Data excerpts Start Marker

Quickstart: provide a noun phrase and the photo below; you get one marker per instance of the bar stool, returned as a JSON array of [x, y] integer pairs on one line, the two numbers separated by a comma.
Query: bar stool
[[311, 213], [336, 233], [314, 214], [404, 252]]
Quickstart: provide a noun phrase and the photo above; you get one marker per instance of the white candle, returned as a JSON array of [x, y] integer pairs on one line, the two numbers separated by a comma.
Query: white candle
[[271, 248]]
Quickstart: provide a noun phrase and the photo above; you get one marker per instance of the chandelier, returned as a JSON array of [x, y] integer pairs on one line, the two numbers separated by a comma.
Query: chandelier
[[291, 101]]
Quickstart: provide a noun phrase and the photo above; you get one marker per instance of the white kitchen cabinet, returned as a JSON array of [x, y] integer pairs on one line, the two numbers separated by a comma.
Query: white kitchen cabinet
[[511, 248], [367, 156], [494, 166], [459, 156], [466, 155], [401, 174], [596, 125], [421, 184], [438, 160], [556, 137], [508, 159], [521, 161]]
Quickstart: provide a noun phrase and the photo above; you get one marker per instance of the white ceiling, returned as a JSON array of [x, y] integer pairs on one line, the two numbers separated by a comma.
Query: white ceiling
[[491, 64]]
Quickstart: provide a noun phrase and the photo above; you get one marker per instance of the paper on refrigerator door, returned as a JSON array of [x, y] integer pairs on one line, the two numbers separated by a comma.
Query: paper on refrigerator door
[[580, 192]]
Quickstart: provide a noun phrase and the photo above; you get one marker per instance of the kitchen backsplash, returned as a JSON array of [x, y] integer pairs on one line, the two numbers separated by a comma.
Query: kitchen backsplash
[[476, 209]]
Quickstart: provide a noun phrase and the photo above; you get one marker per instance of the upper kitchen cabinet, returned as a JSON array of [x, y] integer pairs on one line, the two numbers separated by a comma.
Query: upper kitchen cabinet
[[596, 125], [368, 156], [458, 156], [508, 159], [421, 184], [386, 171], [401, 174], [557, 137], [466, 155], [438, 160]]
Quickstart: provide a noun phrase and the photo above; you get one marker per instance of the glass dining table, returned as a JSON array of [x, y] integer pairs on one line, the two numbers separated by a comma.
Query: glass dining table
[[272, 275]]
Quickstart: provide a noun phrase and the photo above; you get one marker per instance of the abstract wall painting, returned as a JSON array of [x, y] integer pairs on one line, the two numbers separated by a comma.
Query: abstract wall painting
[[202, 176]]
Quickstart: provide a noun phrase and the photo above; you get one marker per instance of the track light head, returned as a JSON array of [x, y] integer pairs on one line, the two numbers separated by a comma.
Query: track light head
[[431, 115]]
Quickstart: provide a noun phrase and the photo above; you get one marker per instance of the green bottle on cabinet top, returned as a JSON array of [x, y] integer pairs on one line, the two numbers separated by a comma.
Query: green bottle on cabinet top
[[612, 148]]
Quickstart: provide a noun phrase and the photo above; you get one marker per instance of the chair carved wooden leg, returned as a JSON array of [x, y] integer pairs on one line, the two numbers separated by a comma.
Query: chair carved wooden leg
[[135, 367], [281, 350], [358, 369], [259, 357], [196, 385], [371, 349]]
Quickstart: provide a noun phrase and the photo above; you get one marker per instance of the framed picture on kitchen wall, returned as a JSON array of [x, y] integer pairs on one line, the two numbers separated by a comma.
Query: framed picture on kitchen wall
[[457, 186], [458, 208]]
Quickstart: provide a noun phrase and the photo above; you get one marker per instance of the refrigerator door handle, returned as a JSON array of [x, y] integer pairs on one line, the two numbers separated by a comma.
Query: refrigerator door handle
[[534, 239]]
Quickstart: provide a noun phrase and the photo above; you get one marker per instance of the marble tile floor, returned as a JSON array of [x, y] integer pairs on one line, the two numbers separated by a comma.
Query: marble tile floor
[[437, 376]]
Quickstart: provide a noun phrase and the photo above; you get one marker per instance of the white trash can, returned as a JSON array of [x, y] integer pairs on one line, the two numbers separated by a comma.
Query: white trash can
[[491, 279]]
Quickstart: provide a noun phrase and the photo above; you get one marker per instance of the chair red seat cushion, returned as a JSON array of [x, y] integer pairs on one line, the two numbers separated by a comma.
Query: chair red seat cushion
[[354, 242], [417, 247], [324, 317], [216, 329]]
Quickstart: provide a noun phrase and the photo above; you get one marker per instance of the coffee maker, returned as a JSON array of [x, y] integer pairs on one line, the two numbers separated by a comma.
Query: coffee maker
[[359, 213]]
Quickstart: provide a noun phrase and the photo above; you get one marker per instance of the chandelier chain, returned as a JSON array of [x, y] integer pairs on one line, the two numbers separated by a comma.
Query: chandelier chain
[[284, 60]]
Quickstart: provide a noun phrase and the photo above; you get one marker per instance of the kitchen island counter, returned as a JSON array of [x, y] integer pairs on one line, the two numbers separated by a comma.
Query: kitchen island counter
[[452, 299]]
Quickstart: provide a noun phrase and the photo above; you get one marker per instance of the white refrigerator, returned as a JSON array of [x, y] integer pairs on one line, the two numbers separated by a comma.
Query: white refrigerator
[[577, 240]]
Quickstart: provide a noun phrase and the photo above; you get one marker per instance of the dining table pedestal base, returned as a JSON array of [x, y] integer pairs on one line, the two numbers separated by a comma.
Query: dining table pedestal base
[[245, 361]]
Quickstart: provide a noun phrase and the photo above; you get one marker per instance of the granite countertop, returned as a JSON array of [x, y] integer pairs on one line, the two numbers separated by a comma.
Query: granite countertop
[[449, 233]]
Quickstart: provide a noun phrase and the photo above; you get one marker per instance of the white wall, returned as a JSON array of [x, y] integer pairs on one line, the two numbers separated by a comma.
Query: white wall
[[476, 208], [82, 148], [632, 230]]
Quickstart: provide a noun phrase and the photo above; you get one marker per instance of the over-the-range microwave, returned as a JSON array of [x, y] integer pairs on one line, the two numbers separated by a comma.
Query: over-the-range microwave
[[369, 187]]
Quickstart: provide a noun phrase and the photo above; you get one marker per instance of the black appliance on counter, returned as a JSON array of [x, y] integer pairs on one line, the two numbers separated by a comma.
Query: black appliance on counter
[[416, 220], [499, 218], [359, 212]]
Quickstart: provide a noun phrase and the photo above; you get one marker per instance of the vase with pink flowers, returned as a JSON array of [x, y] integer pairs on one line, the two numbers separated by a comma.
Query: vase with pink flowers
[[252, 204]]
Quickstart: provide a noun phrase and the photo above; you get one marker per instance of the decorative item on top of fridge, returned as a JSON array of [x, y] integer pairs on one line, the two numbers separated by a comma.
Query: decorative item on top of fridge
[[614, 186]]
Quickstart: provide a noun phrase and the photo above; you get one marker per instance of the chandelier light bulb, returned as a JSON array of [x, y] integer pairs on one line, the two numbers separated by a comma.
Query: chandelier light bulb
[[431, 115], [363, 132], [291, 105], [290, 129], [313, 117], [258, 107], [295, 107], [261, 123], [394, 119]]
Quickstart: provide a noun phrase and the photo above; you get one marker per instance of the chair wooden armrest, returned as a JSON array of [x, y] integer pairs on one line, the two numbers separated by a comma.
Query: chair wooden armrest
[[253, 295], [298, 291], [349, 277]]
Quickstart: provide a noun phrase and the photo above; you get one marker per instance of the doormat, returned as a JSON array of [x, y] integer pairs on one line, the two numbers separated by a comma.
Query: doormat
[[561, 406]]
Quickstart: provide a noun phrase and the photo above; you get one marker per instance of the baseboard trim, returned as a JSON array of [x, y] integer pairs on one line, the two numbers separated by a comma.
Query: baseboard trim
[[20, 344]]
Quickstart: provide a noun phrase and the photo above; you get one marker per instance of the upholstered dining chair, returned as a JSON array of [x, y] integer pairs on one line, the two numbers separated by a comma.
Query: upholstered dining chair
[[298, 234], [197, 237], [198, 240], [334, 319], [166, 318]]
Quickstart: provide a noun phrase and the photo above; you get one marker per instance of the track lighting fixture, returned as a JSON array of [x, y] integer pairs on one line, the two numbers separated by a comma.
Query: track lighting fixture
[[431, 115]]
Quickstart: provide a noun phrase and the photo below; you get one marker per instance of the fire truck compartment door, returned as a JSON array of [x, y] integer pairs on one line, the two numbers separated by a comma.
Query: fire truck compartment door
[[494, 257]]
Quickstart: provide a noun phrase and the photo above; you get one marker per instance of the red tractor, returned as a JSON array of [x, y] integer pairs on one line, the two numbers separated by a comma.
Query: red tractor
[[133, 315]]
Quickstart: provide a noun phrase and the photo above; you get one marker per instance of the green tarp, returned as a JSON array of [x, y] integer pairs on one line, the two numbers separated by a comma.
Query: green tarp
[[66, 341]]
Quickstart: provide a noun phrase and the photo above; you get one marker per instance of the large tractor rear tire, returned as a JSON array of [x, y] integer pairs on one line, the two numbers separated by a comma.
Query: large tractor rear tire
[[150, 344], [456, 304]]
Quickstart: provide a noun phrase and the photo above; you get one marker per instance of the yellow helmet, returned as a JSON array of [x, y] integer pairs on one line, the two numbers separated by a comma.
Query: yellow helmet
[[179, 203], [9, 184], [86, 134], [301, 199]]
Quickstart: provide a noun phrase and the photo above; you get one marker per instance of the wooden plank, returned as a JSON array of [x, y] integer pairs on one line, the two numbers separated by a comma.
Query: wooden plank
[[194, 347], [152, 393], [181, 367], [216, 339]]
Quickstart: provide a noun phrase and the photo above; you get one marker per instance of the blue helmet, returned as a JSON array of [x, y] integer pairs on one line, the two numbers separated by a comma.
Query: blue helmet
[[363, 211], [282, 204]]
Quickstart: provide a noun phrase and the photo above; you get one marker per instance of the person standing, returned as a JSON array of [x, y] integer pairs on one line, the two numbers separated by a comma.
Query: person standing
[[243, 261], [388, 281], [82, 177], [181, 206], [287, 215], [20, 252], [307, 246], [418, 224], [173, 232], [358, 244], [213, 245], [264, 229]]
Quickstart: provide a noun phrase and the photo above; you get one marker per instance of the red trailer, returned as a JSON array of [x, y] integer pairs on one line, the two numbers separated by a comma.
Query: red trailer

Data excerpts End Marker

■ Task to complete
Only a number is wanted here: how many lines of the records above hold the word "trailer".

■ Exercise output
2